Selasa, 06 Desember 2011

“Limpapeh Antara Tradisi dan Modernisasi”



Penulis :  Widdiyanti, SSn., MSn
Publisher : Ayurizal. S.Sn


BAB I

PENDAHULUAN

A. Latar Belakang Penciptaan
            Limpapeh sebagai sebutan untuk perempuan muda Minangkabau yang beranjak dewasa. Boestami (1992: 102) mengatakan seorang anak wanita telah berumur 15 tahun atau lebih, masa ini bagi remaja adalah masa mempersiapkan diri untuk menjadi limpapeh. Limpapeh mempunyai garis keturunan dalam suatu pertalian darah yang berlanjut, turun temurun menurut adat matrilineal.  
             Nilai-nilai budaya masa lalu yang diwariskan oleh adat sangat kuat dalam membentuk pribadi anak gadis Minangkabau. Aspek kehidupan gadis Minangkabau dilingkupi oleh norma, nilai adat dan agama. Peranan adat menempatkan kedudukan perempuan Minangkabau menjadi kukuh, kuat dan anggun.  Predikat limpapeh rumah nan gadang pada hakikatnya penggambaran tentang perempuan ideal Minangkabau yakni para perempuan yang mampu menjaga pribadi dalam bersikap dan berprilaku dengan mentaati aturan yang telah digariskan oleh adat dan agama.
--------------------------------------------------
### Tugas
Apakah setiap pernyataan berikut sesuai dengan teks tentang limpapeh di atas? Jawab ya atau tidak untuk masing-masing, lalu kutip persis kata-kata dari teks yang menentukannya: (a) Menurut Boestami, masa mempersiapkan diri menjadi limpapeh dialami anak wanita yang telah berumur 15 tahun atau lebih. (b) Garis keturunan limpapeh berlanjut turun temurun menurut adat patrilineal. (c) Peranan adat membuat kedudukan perempuan Minangkabau menjadi lemah.

### Kutipan Data
--------------------------------------------------
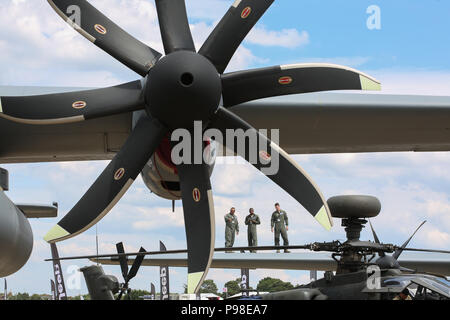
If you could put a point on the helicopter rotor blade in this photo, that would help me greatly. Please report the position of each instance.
(399, 251)
(375, 237)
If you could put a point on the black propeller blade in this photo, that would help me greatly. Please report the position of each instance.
(174, 25)
(199, 219)
(105, 34)
(122, 259)
(112, 184)
(223, 42)
(399, 251)
(73, 106)
(289, 176)
(128, 276)
(243, 86)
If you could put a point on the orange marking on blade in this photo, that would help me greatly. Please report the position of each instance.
(119, 174)
(100, 29)
(79, 105)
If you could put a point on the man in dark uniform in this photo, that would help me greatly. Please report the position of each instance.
(252, 220)
(231, 228)
(280, 224)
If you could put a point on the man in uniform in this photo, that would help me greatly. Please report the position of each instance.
(280, 223)
(231, 228)
(252, 220)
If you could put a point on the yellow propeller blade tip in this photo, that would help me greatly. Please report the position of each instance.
(369, 84)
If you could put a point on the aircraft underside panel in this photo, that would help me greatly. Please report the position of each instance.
(309, 123)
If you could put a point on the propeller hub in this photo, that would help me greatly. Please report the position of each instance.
(183, 87)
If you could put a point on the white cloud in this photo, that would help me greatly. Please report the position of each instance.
(287, 38)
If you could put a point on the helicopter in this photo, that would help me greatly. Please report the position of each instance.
(356, 270)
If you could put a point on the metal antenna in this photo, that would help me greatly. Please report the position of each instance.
(96, 241)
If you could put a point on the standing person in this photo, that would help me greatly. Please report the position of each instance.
(252, 220)
(231, 228)
(280, 223)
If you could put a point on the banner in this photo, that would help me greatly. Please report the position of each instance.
(164, 277)
(59, 278)
(245, 282)
(53, 288)
(152, 292)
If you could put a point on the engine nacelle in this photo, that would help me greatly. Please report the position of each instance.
(16, 237)
(160, 175)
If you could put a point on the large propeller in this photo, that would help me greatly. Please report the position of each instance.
(183, 87)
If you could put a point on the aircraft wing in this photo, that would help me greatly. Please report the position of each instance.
(308, 123)
(430, 263)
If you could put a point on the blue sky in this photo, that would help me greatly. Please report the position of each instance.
(409, 55)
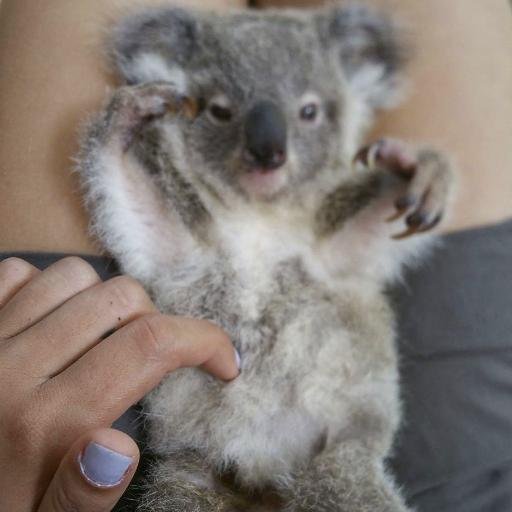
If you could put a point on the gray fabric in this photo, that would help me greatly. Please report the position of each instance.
(454, 452)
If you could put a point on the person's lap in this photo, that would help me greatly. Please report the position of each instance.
(452, 453)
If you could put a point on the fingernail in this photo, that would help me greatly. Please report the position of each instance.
(238, 359)
(103, 467)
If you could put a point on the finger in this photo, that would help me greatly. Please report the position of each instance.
(44, 293)
(57, 341)
(14, 274)
(93, 475)
(120, 370)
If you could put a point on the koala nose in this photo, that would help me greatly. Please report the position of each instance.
(266, 136)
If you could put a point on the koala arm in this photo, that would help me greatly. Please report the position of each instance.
(130, 203)
(359, 223)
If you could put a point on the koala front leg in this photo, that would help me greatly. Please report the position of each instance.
(185, 483)
(429, 180)
(348, 478)
(131, 214)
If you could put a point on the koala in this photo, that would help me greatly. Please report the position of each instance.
(228, 175)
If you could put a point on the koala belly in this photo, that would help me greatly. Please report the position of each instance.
(328, 371)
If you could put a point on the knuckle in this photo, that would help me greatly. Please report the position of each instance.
(128, 293)
(152, 336)
(23, 428)
(73, 269)
(15, 267)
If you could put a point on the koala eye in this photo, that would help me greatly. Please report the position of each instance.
(309, 112)
(221, 113)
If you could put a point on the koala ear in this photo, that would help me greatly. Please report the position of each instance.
(155, 45)
(370, 50)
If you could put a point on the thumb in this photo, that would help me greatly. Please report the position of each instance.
(94, 474)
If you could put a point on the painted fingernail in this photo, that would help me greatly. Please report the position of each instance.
(416, 219)
(405, 202)
(103, 467)
(238, 359)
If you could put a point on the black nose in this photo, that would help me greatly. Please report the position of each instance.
(266, 136)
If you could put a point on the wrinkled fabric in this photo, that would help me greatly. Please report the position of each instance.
(454, 450)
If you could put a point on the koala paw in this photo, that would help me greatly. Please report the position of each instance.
(132, 107)
(429, 180)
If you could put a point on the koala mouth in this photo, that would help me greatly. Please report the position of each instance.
(262, 181)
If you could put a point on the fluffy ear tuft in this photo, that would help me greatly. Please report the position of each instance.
(371, 50)
(155, 45)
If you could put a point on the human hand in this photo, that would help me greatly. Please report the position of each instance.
(61, 388)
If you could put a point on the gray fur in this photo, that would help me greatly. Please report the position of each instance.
(293, 270)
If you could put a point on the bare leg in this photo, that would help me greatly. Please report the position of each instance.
(461, 99)
(53, 75)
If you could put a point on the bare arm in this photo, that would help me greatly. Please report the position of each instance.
(461, 98)
(53, 75)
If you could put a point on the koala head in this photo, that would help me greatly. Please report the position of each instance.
(284, 95)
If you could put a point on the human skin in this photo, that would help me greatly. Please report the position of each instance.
(460, 96)
(53, 76)
(460, 101)
(60, 387)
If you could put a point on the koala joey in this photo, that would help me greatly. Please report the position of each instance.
(222, 176)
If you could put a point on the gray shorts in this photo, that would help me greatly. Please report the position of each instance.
(454, 451)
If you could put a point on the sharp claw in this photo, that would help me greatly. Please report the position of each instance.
(402, 205)
(431, 225)
(190, 108)
(406, 234)
(396, 216)
(361, 157)
(417, 220)
(373, 155)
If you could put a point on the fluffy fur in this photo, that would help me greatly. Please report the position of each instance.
(292, 264)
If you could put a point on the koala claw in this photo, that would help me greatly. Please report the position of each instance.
(429, 180)
(134, 106)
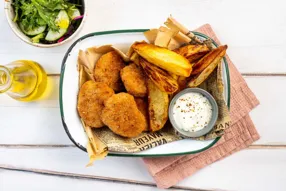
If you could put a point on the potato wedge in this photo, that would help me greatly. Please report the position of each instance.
(158, 103)
(208, 59)
(161, 78)
(135, 58)
(193, 52)
(200, 78)
(164, 58)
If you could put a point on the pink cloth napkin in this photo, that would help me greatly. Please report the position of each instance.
(168, 171)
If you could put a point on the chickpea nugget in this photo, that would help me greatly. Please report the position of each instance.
(90, 102)
(107, 70)
(142, 105)
(122, 116)
(133, 78)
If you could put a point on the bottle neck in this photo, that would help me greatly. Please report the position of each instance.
(5, 79)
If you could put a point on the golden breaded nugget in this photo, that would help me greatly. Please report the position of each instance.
(122, 116)
(142, 105)
(133, 78)
(107, 70)
(90, 102)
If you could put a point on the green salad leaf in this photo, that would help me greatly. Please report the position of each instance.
(53, 4)
(47, 15)
(33, 15)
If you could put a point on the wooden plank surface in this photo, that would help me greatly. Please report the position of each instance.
(236, 172)
(22, 179)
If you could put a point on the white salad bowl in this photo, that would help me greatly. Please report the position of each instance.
(10, 14)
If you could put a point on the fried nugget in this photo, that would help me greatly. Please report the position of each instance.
(142, 105)
(107, 70)
(90, 102)
(122, 116)
(133, 78)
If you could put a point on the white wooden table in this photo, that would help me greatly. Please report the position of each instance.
(36, 154)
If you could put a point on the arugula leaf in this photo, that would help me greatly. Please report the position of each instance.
(48, 16)
(53, 4)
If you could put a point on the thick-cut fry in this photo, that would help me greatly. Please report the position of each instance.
(200, 78)
(164, 58)
(161, 78)
(135, 58)
(172, 23)
(208, 59)
(164, 36)
(193, 52)
(173, 44)
(158, 102)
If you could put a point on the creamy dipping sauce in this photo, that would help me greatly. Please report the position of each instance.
(192, 112)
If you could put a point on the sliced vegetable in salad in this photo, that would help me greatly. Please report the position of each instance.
(47, 21)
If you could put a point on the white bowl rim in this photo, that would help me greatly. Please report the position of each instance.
(19, 33)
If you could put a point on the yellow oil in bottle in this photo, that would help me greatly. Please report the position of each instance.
(25, 80)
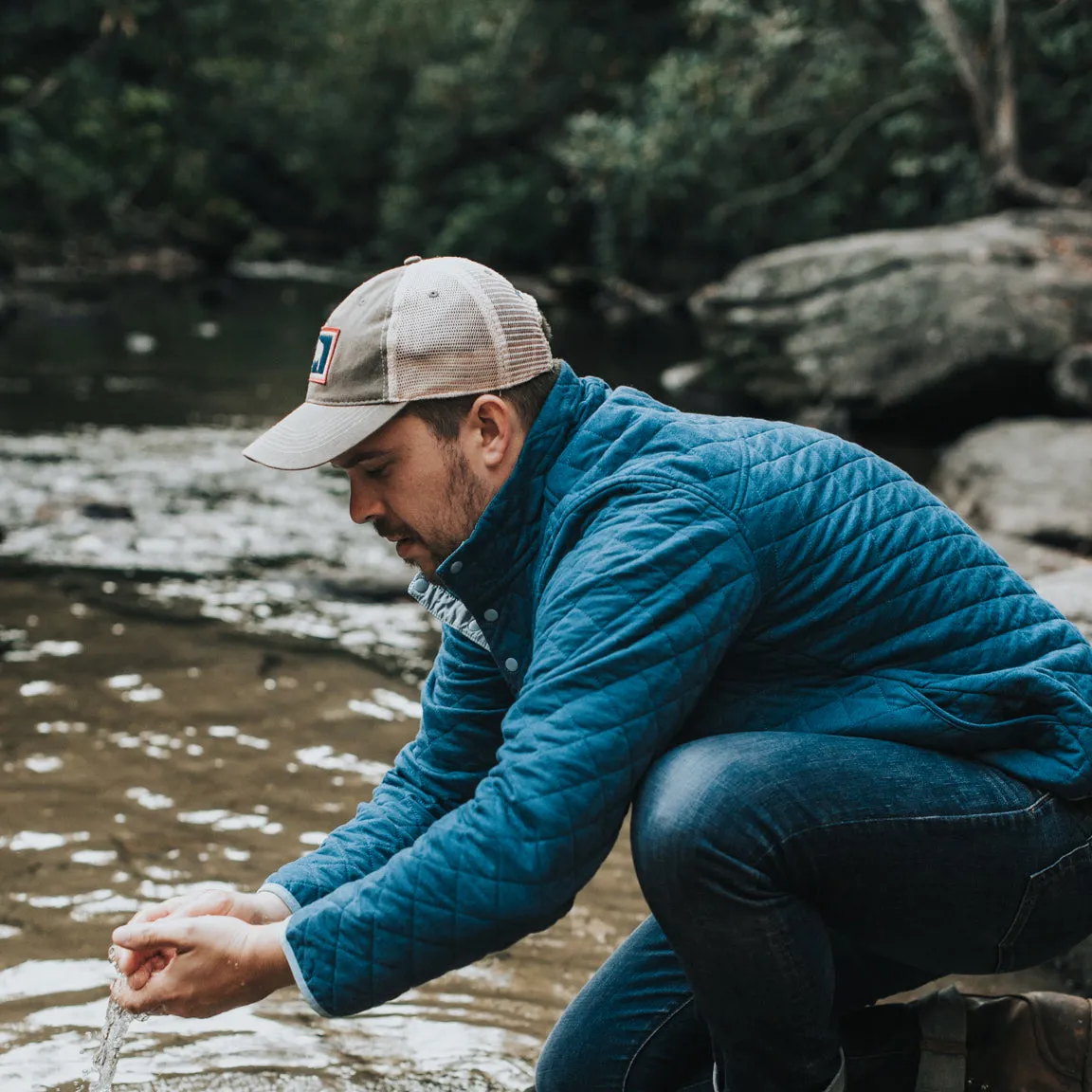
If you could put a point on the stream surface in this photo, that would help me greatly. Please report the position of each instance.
--------------------------------------------------
### Tugas Selesai
(a) Ya: "seorang anak wanita telah berumur 15 tahun atau lebih, masa ini bagi remaja adalah masa mempersiapkan diri untuk menjadi limpapeh"
(b) Tidak: "turun temurun menurut adat matrilineal"
(c) Tidak: "Peranan adat menempatkan kedudukan perempuan Minangkabau menjadi kukuh, kuat dan anggun."